───── TRECHO DO TEXTO

A prática do trabalho escravo está viva em nossa sociedade e caminha na contramão do mundo contemporâneo.

1/2/2017

O dia 28 de janeiro foi escolhido como Dia Nacional do Combate ao Trabalho Escravo, em homenagem aos auditores fiscais do Ministério do Trabalho e Emprego brutalmente assassinados, em 2004, enquanto apuravam denúncias na zona rural de Unaí, em Minas Gerais. A data simbólica, instituída em 2009, por meio da lei 11.905, tem como objetivo conscientizar a população acerca da existência do uso da mão de obra escrava nos dias atuais e sobre a necessidade de erradicar a escravidão contemporânea.

 

A despeito de a escravidão contemporânea não utilizar dos artifícios clássicos da escravidão, tais como a compra e venda do escravo, o acorrentamento e os constantes castigos, os escravagistas modernos se valem de meios que ferem a dignidade do trabalhador, mantendo-o submisso a situações degradantes, sobretudo por meio do chamado truck system, sistema pelo qual o empregador mantém seus empregados vinculados ao trabalho em razão das dívidas com ele contraídas.

──────────
───── DADOS FORNECIDOS

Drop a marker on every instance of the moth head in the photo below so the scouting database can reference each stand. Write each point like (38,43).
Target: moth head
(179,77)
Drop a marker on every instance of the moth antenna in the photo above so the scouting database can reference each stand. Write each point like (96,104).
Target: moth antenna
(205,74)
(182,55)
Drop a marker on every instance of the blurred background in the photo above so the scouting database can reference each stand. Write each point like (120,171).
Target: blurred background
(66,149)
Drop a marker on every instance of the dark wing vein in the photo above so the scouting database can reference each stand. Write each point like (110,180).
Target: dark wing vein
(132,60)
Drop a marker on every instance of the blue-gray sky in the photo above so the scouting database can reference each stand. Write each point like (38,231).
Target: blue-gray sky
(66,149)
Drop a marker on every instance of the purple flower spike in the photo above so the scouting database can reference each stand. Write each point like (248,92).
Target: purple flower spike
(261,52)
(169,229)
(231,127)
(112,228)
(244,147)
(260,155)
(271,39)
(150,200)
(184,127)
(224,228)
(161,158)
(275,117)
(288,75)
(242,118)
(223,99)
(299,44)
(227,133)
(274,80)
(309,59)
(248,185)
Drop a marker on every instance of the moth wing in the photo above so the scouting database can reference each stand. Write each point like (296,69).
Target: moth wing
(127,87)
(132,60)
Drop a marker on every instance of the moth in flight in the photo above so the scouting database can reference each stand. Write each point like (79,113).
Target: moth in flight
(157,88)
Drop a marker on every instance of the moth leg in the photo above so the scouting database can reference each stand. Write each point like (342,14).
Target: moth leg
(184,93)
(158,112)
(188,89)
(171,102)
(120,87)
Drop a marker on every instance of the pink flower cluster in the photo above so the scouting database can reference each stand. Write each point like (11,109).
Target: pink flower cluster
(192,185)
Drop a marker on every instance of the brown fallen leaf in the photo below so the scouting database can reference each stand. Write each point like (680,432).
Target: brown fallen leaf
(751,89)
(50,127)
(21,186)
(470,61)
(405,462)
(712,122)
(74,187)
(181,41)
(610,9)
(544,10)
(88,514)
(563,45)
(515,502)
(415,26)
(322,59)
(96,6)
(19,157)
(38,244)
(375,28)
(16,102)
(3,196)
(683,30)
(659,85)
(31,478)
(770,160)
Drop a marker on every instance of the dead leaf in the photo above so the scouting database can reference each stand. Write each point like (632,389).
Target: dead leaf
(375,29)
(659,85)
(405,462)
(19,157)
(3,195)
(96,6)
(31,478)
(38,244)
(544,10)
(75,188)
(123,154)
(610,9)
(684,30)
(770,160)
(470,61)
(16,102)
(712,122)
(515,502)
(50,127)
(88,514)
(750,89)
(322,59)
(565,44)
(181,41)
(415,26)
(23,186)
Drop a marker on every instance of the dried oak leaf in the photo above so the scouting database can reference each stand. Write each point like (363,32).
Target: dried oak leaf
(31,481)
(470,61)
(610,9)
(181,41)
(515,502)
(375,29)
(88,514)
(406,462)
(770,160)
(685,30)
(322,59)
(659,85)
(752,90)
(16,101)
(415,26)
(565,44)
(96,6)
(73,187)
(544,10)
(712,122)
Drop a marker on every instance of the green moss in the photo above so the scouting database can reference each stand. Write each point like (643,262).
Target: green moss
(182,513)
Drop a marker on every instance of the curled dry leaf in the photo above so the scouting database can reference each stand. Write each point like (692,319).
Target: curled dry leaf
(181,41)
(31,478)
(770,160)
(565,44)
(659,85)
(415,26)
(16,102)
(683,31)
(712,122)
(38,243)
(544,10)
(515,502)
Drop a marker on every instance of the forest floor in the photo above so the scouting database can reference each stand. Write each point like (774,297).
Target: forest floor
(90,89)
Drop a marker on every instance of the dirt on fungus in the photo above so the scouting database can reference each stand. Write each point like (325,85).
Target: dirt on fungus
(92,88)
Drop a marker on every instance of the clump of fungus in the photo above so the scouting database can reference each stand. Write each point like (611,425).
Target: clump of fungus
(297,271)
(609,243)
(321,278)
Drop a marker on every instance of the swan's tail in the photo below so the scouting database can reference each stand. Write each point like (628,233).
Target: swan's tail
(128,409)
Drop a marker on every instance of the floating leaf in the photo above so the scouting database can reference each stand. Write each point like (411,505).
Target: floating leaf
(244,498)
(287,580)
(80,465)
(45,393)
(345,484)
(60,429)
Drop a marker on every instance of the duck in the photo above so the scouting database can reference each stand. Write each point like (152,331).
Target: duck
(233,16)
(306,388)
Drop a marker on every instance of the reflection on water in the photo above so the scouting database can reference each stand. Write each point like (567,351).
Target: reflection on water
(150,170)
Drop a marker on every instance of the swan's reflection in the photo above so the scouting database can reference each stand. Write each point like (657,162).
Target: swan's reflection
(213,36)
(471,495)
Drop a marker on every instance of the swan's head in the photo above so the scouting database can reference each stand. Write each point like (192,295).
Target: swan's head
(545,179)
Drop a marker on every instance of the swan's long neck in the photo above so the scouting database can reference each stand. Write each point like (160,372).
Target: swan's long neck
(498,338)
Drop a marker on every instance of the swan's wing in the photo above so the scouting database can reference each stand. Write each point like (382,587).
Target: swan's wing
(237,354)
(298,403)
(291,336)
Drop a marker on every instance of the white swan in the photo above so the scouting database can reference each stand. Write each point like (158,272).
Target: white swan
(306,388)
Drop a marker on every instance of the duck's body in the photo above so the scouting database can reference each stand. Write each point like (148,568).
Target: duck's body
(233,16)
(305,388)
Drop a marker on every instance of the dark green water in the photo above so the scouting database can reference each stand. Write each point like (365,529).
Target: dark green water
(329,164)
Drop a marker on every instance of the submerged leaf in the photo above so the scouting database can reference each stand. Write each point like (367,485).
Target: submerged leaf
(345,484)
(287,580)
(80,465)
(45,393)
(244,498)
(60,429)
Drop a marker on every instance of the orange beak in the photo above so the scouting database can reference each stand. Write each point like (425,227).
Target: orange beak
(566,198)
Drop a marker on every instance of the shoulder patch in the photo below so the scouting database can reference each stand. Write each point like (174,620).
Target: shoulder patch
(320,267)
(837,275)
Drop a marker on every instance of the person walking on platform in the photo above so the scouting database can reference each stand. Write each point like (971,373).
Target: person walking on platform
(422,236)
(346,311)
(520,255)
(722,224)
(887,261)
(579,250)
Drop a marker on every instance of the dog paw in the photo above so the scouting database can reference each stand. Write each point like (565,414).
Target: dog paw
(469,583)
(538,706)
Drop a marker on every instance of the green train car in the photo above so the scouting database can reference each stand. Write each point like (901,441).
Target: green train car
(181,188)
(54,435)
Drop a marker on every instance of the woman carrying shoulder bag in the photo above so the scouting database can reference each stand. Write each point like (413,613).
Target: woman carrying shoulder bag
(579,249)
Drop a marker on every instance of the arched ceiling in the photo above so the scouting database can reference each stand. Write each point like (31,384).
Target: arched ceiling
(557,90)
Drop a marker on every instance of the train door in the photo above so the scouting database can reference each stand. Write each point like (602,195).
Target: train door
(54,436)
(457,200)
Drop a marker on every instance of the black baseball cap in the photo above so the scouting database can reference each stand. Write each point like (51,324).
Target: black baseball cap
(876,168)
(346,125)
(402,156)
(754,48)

──────────

* _ENUNCIADO_
Reescreva a passagem do texto sobre o trabalho escravo que começa com as palavras "O dia 28 de" e termina com "a escravidão contemporânea.", trocando "brutalmente" por "cruelmente". Os dados não têm relação com o texto.

* _EXERCÍCIO RESOLVIDO_
O dia 28 de janeiro foi escolhido como Dia Nacional do Combate ao Trabalho Escravo, em homenagem aos auditores fiscais do Ministério do Trabalho e Emprego cruelmente assassinados, em 2004, enquanto apuravam denúncias na zona rural de Unaí, em Minas Gerais. A data simbólica, instituída em 2009, por meio da lei 11.905, tem como objetivo conscientizar a população acerca da existência do uso da mão de obra escrava nos dias atuais e sobre a necessidade de erradicar a escravidão contemporânea.